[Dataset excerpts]
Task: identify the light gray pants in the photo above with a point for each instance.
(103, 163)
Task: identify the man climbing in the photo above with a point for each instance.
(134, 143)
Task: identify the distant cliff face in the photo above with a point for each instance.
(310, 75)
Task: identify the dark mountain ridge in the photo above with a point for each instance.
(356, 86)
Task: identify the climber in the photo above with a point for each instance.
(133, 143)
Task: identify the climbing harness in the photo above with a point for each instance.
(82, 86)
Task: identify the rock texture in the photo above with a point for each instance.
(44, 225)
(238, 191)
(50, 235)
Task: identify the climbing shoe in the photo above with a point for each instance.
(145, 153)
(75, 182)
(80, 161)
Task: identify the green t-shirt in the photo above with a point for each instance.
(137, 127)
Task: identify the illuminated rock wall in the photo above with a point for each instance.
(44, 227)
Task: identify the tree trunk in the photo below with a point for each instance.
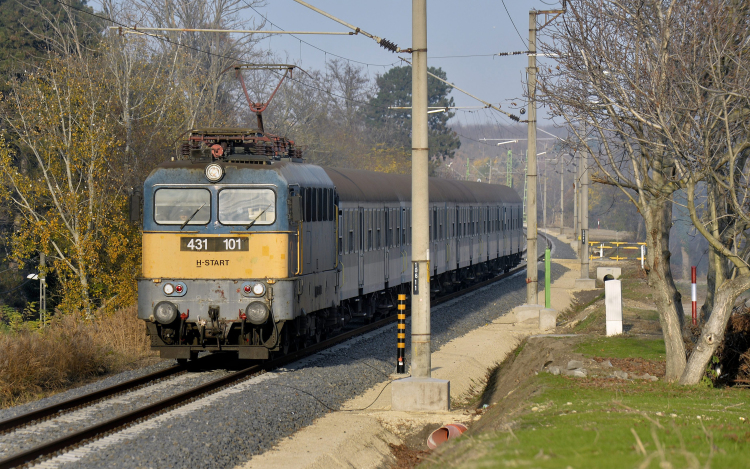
(657, 217)
(712, 334)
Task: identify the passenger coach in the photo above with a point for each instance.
(247, 249)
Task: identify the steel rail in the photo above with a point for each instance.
(24, 419)
(183, 398)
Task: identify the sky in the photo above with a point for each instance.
(454, 28)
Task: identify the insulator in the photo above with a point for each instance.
(388, 45)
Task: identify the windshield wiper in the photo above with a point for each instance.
(191, 216)
(256, 218)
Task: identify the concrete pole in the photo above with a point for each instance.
(562, 193)
(420, 199)
(584, 215)
(42, 287)
(531, 230)
(577, 187)
(544, 207)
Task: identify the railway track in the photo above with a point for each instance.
(111, 425)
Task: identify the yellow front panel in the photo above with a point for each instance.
(266, 257)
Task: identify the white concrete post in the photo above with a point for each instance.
(613, 306)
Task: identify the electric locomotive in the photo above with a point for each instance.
(249, 250)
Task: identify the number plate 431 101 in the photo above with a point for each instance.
(214, 244)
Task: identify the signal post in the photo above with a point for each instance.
(420, 392)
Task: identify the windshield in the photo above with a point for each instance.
(242, 206)
(175, 206)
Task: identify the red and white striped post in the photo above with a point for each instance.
(694, 292)
(401, 337)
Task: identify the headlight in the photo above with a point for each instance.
(165, 312)
(257, 312)
(214, 172)
(259, 289)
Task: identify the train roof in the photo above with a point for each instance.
(351, 184)
(371, 186)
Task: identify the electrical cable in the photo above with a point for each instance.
(315, 47)
(17, 287)
(164, 39)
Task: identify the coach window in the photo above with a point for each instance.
(313, 205)
(408, 216)
(368, 228)
(351, 231)
(307, 202)
(325, 212)
(378, 216)
(177, 206)
(453, 225)
(391, 223)
(341, 234)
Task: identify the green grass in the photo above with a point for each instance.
(623, 347)
(595, 427)
(645, 314)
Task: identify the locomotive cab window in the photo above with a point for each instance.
(177, 206)
(245, 206)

# EXERCISE AIM
Output all the data above verbatim, leaving out images.

# COMPLETED EXERCISE
Task: identify the light gray pants in the photo above with a point for each instance.
(103, 163)
Task: identify the man climbing in the photo above with a point for each instance.
(134, 143)
Task: identify the distant cliff face in the photo above with a point for each instance.
(310, 75)
Task: identify the dark mountain ridge in the photo above with a point for each instance.
(356, 86)
Task: identify the climber in the photo above with a point for each instance.
(133, 143)
Task: identify the climbing harness in the photo above with a point for each instance.
(82, 86)
Task: identify the rock texture in the photo above with a point for each instance.
(44, 225)
(238, 191)
(50, 235)
Task: identify the climbing shoe in the photo above with a point for each instance.
(145, 153)
(75, 182)
(80, 161)
Task: identify the green t-shirt in the photo above with a point for each instance.
(137, 127)
Task: identify the illuminated rock wall in the photo above with a point for each instance.
(44, 227)
Task: identify the tree trunk in the photo below with a point for each instance.
(657, 217)
(712, 334)
Task: identify the passenger coach in the photo above with a point for each instance.
(247, 249)
Task: identify the steel rail in the photo above with a point for each instance.
(24, 419)
(183, 398)
Task: identify the sky in the photo above with a point for each instance.
(454, 28)
Task: identify the insulator in the photo above with a point for each instance.
(388, 45)
Task: identify the windshield wiper in the photo above with a point for each instance.
(191, 216)
(256, 218)
Task: identify the concrete pole in the photo above with a point for each instance.
(562, 193)
(420, 199)
(584, 215)
(42, 287)
(531, 230)
(577, 187)
(544, 207)
Task: identify the railway track in the photo above with a point for each instance.
(111, 425)
Task: identify the yellow front panel in the photo above with a point for each instance.
(266, 257)
Task: identify the white concrete post in the photo above with a point for each instance.
(613, 306)
Task: identify the electric locomotive in the photo above with a point for each instance.
(249, 250)
Task: identify the number plate 431 101 in the photo above with a point for each instance.
(214, 244)
Task: identify the signal post in the photo above with a point for each instance.
(420, 392)
Task: identify the windshield in the photo above with a point for each instance.
(242, 206)
(175, 206)
Task: identify the red and white striped post in the photo above with a point for each instance.
(694, 292)
(401, 337)
Task: identify the headlight in the photo above with a point for each instance.
(165, 312)
(257, 312)
(214, 172)
(259, 289)
Task: identify the train roof in the photo above with a point for each instance.
(351, 184)
(371, 186)
Task: identify the electrical cable in the photo above with a point for each instance.
(315, 47)
(17, 287)
(164, 39)
Task: identify the coach window in the photo above with a point for each instance.
(313, 205)
(408, 216)
(368, 228)
(351, 231)
(307, 202)
(325, 212)
(378, 216)
(177, 206)
(453, 225)
(391, 223)
(341, 234)
Task: identify the green grass in the photo above with a point for each instance.
(623, 347)
(595, 427)
(645, 314)
Task: identify the locomotive cab window in the photo above with a point for each instance.
(177, 206)
(245, 206)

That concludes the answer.